▶ **Given instruction 1**: In the review of MVPruner, what prefilling speedup does DriveMM equipped with MVPruner achieve?

▶ **Text block**:
Summary. The manuscript proposes MVPruner, a two-stage adaptive token pruning method for multi-view VLMs in autonomous driving. Analysis of the models reveals task-related view priors encoded in deeper layers and dynamic information requirements during inference; this directly motivates stage 1 (diversity-based pruning budget allocation across views plus retention of consistently contributing tokens) and stage 2 (instruction-text-guided token selection for task alignment). Experiments on four benchmarks report that DriveMM equipped with MVPruner achieves 87.3% FLOPs reduction, 4.97× prefilling speedup, and retains 98.5% accuracy on DriveLM.

Significance. If the performance numbers prove robust under controlled evaluation, the approach targets a key efficiency bottleneck for multi-view VLMs in real-time autonomous driving. The experimental validation across multiple benchmarks is a positive element.

major comments (2)
  1. [§3 and §4] §3 (Method) and §4 (Experiments): The claim that the two-stage design is motivated by and aligned with inherent model properties (view priors in deeper layers; dynamic information needs) is load-bearing for the paper's novelty. The manuscript presents this as observational analysis but provides no quantified layer-wise metrics (e.g., mutual information or view-specific contribution scores) and no ablation isolating the two-stage components against a simpler adaptive baseline (single-stage diversity allocation or generic importance scoring). Without these, the reported gains could arise from generic adaptivity rather than the claimed alignment.
  2. [Abstract and §4] Abstract and §4 (Experiments): Performance claims (87.3% FLOPs reduction, 4.97× speedup, 98.5% accuracy retention) are stated without specification of exact baselines, number of runs, statistical significance tests, or error bars. This prevents full assessment of the superiority assertion on the four benchmarks.
minor comments (2)
  1. [§4] §4: Include the computational overhead of the pruning procedure itself when reporting net speedup.
  2. [§3.1] Notation in §3.1: Provide a precise mathematical definition of 'information diversity' used for budget allocation.

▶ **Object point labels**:
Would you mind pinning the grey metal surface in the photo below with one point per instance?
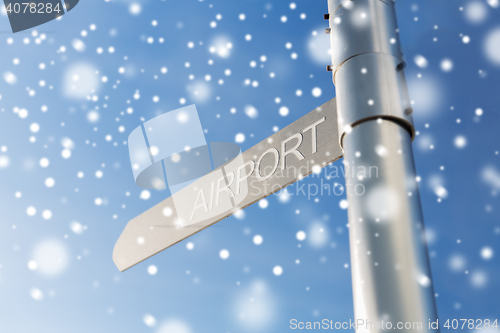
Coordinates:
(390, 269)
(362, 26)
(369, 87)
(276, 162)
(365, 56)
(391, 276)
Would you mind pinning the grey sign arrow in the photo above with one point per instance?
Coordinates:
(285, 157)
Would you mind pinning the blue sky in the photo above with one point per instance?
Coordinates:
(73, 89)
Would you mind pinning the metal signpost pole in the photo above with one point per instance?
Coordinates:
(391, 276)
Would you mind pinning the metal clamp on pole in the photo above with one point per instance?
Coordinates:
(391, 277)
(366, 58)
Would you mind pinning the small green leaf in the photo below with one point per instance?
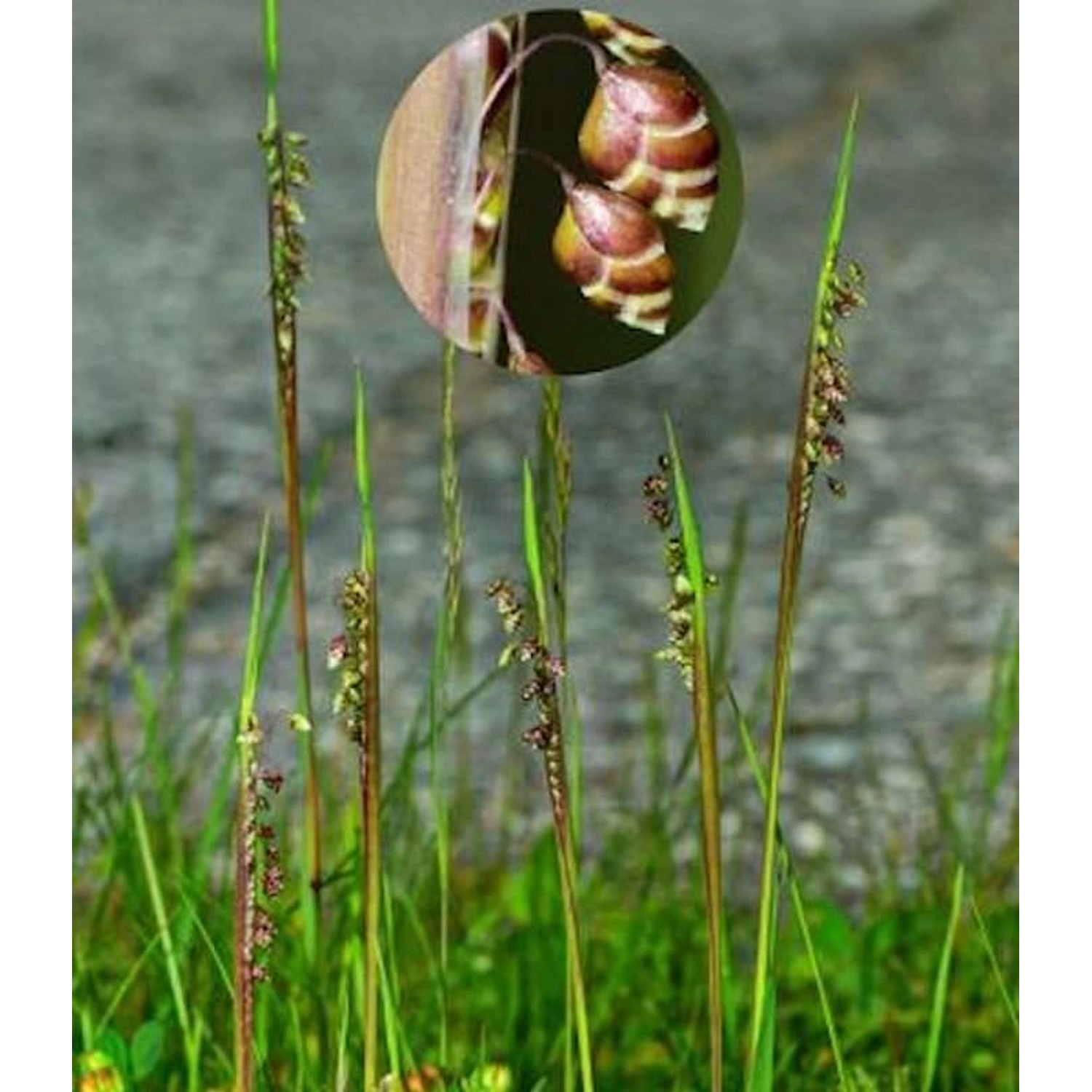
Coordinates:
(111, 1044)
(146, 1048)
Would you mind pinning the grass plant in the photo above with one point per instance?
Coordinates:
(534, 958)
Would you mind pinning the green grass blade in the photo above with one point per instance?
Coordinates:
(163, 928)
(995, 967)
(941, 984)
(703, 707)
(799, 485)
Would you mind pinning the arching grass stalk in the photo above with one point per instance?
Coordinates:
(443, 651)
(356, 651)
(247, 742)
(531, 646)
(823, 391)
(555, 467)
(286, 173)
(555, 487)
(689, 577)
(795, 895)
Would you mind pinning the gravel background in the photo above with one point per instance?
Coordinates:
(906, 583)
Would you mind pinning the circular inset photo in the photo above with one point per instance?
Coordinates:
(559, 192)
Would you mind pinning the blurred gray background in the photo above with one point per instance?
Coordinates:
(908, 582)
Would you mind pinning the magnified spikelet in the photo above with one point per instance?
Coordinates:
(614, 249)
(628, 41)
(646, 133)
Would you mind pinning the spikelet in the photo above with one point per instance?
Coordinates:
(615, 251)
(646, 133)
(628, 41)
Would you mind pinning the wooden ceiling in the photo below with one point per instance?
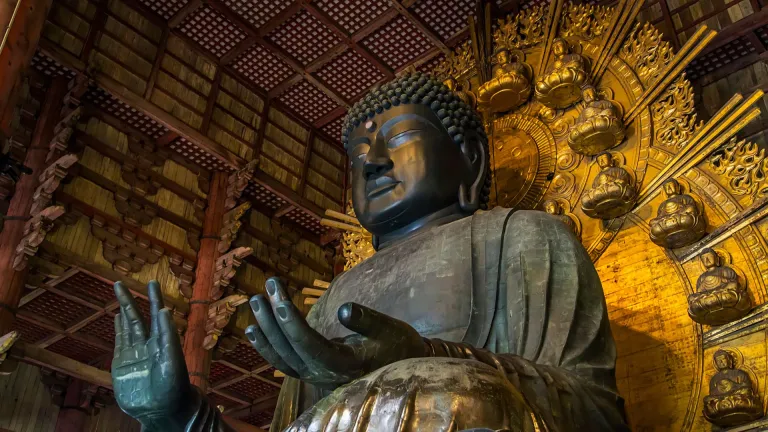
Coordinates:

▶ **Given instruction 2**: Please update the records from the line with "Would you mind pinning the spikelet" through the end of the records, replacing "Coordinates" with "Points" and leaving everything else unchanged. Leave the pictures out of your answer.

▶ **Final result 1**: A 4.97× prefilling speedup.

▶ **Final result 2**:
Would you mind pinning the spikelet in the photo above with one point per instance?
Points:
(615, 251)
(646, 133)
(628, 41)
Would you mind pinning the wooden ceiling in the photo below with one point per instance?
Points:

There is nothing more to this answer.